The Thacker Pass deposit sits sub-horizontally beneath a thin alluvial cover at Thacker Pass and is partially exposed at the surface.  It lies at relatively low elevations (between 1,500 m and 1,300 m) in moat caldera lake sediments that have been separated from the topographically higher deposits to the north. Exposures of the sedimentary rocks at Thacker Pass are limited to a few drainages and isolated road cuts. As a result, the stratigraphic sequence in the deposit is primarily derived from core drilling.

The sedimentary section, which has a maximum drilled thickness of about 160 m, consists of alternating layers of thick claystone and thin volcanic ash. The claystone comprises 40% to 90% of the section. Surficial oxidation persists to depths of 15 m to 30 m in the moat sedimentary rock. There is no obvious change in lithium content across the boundary between oxidized and unoxidized rock. The highest lithium grades generally occur in the middle and lower parts of the sedimentary rock section.

Clay in the Thacker Pass deposit includes two distinctly different mineral types, smectite and illite.  Clay that is indicative of smectite occurs at relatively shallow depths (less than 30 m).  The presence of hectorite clay, a subtype of smectite, has been documented elsewhere in the McDermitt caldera. Drill intervals with high lithium contents (commonly >4,000 ppm) contain clay that yields x-ray diffraction spectra more typical for illite than smectite.  An illite-type clay occurs at relative moderate to deep depths in the moat sedimentary section and sporadically occurs in intervals that contain higher levels of lithium.

*RECORDS SUPPLIED*.
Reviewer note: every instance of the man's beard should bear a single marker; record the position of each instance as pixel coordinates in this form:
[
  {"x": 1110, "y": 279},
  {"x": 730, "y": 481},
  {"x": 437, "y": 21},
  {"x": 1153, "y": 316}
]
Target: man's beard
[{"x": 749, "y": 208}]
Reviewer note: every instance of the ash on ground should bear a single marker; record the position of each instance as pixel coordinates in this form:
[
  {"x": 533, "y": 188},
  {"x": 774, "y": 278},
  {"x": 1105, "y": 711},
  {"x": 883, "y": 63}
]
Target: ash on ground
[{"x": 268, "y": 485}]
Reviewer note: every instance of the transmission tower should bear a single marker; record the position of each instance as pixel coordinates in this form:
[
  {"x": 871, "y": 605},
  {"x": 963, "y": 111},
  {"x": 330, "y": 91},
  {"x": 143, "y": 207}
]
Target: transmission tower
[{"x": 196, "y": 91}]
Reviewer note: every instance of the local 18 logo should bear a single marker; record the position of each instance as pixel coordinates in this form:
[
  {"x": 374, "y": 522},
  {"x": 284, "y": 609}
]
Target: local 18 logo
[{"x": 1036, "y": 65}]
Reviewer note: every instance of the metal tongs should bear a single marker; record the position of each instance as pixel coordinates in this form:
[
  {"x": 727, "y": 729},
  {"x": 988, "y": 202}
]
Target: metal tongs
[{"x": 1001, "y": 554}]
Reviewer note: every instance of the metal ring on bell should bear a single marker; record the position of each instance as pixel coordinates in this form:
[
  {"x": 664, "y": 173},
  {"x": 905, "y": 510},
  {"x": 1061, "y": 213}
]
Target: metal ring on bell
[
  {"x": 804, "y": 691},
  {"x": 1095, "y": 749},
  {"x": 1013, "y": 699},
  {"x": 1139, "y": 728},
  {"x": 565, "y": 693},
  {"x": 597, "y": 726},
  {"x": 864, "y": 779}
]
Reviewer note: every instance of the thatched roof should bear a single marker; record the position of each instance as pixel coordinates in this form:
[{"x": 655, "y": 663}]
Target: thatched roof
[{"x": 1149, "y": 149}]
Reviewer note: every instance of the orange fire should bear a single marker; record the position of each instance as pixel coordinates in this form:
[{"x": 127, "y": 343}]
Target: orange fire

*INSTRUCTIONS FOR THE TASK*. Extend the passage above on the Thacker Pass lithium deposit, picking up after its last sentence.

*OUTPUT*.
Lithium Mineralization

Lithium enrichment in the Thacker Pass deposit occurs in the lowest portions of the caldera lake sedimentary sequence, just above the intra-caldera tuff. The Thacker Pass deposit has minimal overburden and the lithium enriched interval in the proposed pit area generally occurs close to the surface. The minimal overburden present is the result of post-caldera magmatic resurgence that forced lakebed sediments upwards, combined with significant subsequent erosion over the past 16 million years. Along the southern and eastern margins of the Montana Mountains, caldera lake sediments dip at a shallow angle away from the center of resurgence.

The historic and 2017 drilling results show a continuous lithium grade ranging from 2,000 ppm to 8,000 ppm lithium over great lateral extents. There is a continuous high grade sub-horizontal clay horizon that exceeds 5,000 ppm lithium across the project area. This horizon averages 1.47 m thick, with an average depth of 56 m below ground surface. The lithium grade for several meters above and below the horizon typically ranges from 3,000 ppm to 5,000 ppm. The bottom of the deposit is well defined by a hydrothermally altered oxidized ash, with less than 500 ppm lithium and sometimes less than 100 ppm lithium.  All drill holes, except WLC-058 and LNC-083, are vertical which represent the down hole lithium grades as true-thickness.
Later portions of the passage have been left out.